* [Task requirements]
Below are some records. Output the lines from the first one through the line that holds "Target: residential building.", exactly as written, with no pictures.

(Dataset entries)
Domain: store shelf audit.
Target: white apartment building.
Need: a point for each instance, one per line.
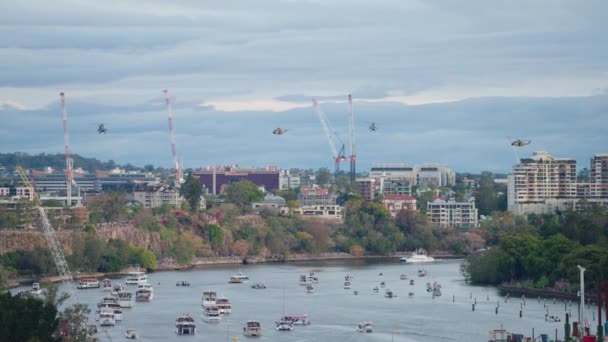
(155, 195)
(545, 184)
(452, 214)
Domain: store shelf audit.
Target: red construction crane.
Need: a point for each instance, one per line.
(332, 137)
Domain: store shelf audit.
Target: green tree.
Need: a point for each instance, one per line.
(192, 189)
(243, 193)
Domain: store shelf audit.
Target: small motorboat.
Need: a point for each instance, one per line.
(131, 334)
(365, 327)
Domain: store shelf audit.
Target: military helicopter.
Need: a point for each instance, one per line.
(520, 143)
(101, 129)
(372, 127)
(279, 131)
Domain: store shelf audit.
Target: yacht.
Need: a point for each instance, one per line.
(88, 283)
(418, 256)
(106, 284)
(185, 325)
(252, 329)
(125, 299)
(224, 305)
(106, 318)
(365, 327)
(211, 314)
(136, 278)
(131, 334)
(209, 298)
(36, 290)
(296, 320)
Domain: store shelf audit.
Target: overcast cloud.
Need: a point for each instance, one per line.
(445, 82)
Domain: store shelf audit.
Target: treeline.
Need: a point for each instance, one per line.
(542, 249)
(57, 162)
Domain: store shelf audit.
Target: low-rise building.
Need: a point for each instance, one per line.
(451, 213)
(395, 203)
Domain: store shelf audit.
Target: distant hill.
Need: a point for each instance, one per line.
(57, 162)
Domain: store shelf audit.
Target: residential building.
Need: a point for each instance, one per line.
(287, 181)
(395, 203)
(545, 184)
(155, 195)
(452, 214)
(216, 177)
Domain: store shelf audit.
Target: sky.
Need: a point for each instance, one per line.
(446, 82)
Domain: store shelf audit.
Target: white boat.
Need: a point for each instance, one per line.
(106, 318)
(143, 295)
(296, 320)
(224, 305)
(365, 327)
(284, 325)
(131, 334)
(209, 298)
(211, 314)
(106, 284)
(252, 329)
(88, 283)
(136, 278)
(36, 290)
(185, 325)
(125, 299)
(418, 256)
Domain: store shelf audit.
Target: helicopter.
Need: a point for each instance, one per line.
(101, 129)
(520, 143)
(279, 131)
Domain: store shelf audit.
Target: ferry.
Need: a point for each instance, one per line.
(136, 278)
(36, 290)
(365, 327)
(252, 329)
(296, 320)
(106, 318)
(211, 314)
(125, 299)
(185, 325)
(106, 284)
(209, 298)
(418, 256)
(224, 305)
(88, 283)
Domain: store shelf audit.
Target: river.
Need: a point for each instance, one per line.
(333, 310)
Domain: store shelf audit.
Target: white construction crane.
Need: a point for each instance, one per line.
(353, 154)
(179, 178)
(51, 238)
(337, 155)
(69, 162)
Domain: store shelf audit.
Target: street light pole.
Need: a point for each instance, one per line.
(582, 307)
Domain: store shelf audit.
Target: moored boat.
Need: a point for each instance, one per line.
(185, 325)
(88, 283)
(365, 327)
(252, 329)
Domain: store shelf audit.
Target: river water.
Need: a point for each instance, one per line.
(333, 310)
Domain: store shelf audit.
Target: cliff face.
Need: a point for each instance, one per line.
(13, 240)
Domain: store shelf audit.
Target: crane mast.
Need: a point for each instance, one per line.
(51, 238)
(178, 172)
(337, 155)
(69, 162)
(353, 154)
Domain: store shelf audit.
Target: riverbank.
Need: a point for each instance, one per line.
(223, 261)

* [Result]
Domain: store shelf audit.
Target: white apartment building.
Need: a point for each instance, one per line.
(155, 195)
(545, 184)
(452, 214)
Domain: store shelf audit.
Target: red construction crane.
Need: a point for each instance, one per line.
(332, 137)
Domain: store shelf audit.
Target: green tree.
Need: a point for each instance, one per line.
(192, 189)
(243, 193)
Domain: store shelf audit.
Target: small motorboat.
Need: a point for each instance, one per line.
(131, 334)
(365, 327)
Domain: store shelf audit.
Target: military helicopter.
Need: a point for each instance, one per line.
(520, 143)
(101, 129)
(372, 127)
(279, 131)
Domain: store shelf audit.
Target: yacht.
Need: a point for each instance, one per line.
(88, 283)
(418, 256)
(106, 284)
(185, 325)
(252, 329)
(125, 299)
(224, 305)
(106, 318)
(365, 327)
(211, 314)
(136, 278)
(131, 334)
(209, 298)
(36, 290)
(296, 320)
Domain: store shelf audit.
Target: overcast cloud.
Need: a point for each instance, one per line.
(445, 82)
Domain: store shelf audit.
Target: treeline.
Need: a point for each instance, one per line.
(542, 249)
(57, 162)
Domain: store shelf audit.
Target: low-rise building.
Need: a point for each instance, one per line.
(451, 213)
(395, 203)
Domain: store shelf audit.
Target: distant hill.
Need: a point for each instance, one per line.
(57, 162)
Domain: store shelf audit.
Target: residential building.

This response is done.